-- WHAT TO WORK ON --
Repeat, exactly and alone, every line from the line that contains "Mark one point on each instance of the gray" to the end of the entries.

-- PROVIDED DATA --
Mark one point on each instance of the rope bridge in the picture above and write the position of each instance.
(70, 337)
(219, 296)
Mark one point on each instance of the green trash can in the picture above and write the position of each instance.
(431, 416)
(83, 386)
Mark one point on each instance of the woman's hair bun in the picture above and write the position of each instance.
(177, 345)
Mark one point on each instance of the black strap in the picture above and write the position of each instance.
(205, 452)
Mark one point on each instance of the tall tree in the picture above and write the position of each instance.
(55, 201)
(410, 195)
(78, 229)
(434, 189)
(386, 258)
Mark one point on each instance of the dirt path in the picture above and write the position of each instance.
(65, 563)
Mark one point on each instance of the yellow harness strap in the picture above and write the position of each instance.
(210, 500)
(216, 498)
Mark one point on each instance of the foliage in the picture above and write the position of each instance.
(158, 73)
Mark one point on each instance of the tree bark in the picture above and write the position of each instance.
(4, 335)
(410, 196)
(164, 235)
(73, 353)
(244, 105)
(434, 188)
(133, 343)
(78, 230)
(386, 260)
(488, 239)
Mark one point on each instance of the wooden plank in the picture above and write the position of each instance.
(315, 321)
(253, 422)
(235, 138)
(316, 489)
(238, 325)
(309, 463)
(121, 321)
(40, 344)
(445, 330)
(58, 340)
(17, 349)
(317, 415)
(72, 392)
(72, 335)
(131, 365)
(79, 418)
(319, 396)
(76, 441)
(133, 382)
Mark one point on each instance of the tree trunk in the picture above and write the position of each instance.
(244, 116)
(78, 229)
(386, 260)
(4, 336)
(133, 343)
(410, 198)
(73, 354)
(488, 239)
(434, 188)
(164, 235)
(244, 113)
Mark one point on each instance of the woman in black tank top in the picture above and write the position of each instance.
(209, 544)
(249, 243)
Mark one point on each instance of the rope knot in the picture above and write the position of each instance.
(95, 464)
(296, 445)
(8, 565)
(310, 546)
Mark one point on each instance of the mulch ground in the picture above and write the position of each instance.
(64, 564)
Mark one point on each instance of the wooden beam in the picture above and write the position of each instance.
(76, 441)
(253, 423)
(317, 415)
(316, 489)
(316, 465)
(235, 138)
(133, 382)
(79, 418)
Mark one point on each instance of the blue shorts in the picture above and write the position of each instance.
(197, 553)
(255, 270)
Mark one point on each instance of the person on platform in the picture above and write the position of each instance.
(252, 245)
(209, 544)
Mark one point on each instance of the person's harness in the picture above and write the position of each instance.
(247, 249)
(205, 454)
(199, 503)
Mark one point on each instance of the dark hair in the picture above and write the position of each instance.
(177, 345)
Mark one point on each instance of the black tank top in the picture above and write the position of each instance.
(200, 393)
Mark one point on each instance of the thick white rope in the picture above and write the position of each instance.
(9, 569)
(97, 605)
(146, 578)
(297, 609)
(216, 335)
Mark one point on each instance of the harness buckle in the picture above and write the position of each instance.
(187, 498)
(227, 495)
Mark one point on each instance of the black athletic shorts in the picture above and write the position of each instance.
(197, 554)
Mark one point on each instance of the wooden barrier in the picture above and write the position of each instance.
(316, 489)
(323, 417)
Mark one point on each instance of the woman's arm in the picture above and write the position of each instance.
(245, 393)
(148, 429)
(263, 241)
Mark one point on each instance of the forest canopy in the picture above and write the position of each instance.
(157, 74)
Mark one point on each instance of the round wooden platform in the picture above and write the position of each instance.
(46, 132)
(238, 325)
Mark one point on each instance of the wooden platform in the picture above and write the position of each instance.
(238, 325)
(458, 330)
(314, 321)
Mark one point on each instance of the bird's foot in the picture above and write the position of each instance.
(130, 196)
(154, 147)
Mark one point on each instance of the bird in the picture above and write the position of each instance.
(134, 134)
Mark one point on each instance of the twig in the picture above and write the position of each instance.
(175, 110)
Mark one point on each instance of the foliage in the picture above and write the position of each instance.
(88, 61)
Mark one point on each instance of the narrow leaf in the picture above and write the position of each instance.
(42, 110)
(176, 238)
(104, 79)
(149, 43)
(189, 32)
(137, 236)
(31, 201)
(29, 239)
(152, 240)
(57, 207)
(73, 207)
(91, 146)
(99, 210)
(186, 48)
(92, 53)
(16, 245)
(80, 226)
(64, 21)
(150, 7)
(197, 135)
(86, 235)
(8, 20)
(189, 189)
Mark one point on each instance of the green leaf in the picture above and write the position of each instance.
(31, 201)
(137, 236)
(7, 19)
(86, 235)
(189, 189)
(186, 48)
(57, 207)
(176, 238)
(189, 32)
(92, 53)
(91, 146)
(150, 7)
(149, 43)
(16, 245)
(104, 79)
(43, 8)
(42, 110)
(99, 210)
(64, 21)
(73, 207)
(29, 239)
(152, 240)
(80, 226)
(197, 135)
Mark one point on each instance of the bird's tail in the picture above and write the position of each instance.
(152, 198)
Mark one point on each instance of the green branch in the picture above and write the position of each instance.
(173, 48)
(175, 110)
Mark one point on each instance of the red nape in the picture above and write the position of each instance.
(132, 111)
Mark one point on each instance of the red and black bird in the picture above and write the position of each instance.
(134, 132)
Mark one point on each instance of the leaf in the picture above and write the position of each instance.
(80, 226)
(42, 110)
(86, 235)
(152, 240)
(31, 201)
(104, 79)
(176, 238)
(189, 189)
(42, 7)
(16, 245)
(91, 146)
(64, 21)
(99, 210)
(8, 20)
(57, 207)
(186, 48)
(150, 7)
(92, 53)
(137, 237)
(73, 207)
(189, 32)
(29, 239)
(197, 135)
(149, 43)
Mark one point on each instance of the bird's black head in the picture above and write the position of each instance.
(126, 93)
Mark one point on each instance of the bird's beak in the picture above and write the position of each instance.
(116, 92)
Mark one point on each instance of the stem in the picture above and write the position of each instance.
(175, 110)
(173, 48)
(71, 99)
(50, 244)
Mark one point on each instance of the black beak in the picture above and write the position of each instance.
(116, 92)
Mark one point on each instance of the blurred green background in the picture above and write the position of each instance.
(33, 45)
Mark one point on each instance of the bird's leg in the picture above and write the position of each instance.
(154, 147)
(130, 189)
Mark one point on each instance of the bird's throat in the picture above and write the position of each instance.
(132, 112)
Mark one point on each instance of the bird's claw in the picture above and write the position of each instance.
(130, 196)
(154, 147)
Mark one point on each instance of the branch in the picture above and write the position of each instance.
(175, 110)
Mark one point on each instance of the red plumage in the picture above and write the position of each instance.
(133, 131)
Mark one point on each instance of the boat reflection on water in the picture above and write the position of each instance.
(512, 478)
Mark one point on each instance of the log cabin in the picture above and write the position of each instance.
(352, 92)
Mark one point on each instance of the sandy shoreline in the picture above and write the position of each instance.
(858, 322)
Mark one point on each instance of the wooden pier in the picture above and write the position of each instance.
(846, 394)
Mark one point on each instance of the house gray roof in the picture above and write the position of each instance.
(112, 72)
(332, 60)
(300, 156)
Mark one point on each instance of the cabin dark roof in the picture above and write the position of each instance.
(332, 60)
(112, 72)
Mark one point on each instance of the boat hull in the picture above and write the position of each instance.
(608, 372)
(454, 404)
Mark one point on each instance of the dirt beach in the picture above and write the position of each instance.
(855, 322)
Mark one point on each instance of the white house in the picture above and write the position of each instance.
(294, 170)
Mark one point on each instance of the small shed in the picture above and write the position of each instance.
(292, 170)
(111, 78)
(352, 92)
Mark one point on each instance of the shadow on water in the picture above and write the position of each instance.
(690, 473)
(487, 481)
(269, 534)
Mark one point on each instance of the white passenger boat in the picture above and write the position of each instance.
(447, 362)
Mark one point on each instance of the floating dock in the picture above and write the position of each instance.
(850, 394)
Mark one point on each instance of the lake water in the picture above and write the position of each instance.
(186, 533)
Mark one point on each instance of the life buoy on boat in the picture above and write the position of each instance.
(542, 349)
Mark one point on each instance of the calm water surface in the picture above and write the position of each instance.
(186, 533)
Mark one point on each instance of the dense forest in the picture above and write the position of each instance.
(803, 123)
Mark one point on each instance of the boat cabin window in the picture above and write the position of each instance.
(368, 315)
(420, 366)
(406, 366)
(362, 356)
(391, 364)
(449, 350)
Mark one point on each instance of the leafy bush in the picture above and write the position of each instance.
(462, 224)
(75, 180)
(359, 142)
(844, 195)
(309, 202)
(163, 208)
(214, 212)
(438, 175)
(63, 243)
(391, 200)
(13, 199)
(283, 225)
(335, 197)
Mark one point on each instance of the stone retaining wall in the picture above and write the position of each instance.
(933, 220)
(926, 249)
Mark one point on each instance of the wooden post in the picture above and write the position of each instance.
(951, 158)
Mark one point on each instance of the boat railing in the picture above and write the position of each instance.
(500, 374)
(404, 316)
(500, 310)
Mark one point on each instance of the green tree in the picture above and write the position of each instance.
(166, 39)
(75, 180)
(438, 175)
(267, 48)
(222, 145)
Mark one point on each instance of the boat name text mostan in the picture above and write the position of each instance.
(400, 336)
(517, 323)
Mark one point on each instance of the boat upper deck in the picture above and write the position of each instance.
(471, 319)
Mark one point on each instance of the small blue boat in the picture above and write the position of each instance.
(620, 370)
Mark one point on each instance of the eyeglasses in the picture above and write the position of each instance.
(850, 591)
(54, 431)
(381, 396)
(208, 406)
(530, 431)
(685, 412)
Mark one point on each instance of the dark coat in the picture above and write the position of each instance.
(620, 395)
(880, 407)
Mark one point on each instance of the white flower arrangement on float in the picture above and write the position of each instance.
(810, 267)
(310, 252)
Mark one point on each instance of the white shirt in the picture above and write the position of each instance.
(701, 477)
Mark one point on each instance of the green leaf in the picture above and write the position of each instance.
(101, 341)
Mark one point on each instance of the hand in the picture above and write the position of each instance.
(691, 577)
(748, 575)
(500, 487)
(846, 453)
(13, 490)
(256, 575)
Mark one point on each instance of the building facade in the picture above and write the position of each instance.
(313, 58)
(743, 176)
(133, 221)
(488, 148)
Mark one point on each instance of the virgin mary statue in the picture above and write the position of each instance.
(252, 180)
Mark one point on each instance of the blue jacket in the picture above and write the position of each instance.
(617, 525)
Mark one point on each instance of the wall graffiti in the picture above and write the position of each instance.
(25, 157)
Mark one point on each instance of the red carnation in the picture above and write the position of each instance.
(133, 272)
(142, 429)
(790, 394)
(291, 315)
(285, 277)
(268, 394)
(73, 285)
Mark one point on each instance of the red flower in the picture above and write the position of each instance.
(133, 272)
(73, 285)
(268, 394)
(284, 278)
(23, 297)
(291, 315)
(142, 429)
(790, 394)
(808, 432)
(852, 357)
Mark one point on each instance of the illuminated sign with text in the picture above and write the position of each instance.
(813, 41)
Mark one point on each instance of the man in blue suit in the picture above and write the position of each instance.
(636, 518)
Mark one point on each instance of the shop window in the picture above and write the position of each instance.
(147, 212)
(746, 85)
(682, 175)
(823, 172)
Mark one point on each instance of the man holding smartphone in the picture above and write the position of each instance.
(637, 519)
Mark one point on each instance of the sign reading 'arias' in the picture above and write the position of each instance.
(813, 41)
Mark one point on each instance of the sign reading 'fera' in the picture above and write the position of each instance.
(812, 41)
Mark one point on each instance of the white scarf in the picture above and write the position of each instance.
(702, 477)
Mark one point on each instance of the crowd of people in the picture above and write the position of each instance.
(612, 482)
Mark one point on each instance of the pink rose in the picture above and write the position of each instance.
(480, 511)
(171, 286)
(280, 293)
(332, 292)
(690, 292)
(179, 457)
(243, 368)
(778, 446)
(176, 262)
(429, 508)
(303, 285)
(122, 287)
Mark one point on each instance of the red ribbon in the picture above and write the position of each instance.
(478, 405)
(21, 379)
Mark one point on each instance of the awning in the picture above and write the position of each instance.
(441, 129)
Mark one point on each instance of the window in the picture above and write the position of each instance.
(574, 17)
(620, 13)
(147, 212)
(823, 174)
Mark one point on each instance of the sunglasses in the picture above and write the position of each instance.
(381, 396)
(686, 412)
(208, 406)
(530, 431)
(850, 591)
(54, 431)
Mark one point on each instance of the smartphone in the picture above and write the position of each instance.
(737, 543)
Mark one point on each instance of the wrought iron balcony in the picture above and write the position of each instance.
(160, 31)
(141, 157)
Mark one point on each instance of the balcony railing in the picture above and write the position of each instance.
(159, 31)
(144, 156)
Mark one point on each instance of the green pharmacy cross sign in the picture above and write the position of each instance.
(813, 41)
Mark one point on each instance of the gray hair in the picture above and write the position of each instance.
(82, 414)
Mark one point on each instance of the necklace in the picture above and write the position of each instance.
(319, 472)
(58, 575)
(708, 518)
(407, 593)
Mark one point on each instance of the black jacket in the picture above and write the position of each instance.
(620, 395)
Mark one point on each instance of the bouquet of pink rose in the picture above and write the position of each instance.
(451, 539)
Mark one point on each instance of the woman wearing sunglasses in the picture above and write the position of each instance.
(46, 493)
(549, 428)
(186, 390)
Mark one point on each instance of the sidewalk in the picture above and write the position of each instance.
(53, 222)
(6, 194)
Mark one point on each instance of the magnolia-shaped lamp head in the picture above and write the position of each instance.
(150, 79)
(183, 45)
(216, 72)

-- RESULT OF THE TASK --
Mark one point on each instance of the gray hair in the picture above and write the position of each instance.
(82, 414)
Mark one point on each instance of the necklace in the picture above and write the position of each instance.
(319, 472)
(58, 575)
(708, 518)
(407, 593)
Mark one point on each instance of the black jacket in the picture above and write the position of each instance.
(620, 395)
Mark one point on each instance of the bouquet of pink rose in the picture above and write the position of each instance.
(451, 539)
Mark one point on each instance of the woman wearing sunglasses in the picture above and write the position of each instance.
(46, 493)
(549, 428)
(186, 390)
Mark one point on each instance of the sidewalk in the picture above and write the position of each instance.
(53, 222)
(6, 194)
Mark one point on each instance of the magnolia-shaped lamp head in the picture above and write the position of each instance.
(150, 79)
(183, 45)
(216, 72)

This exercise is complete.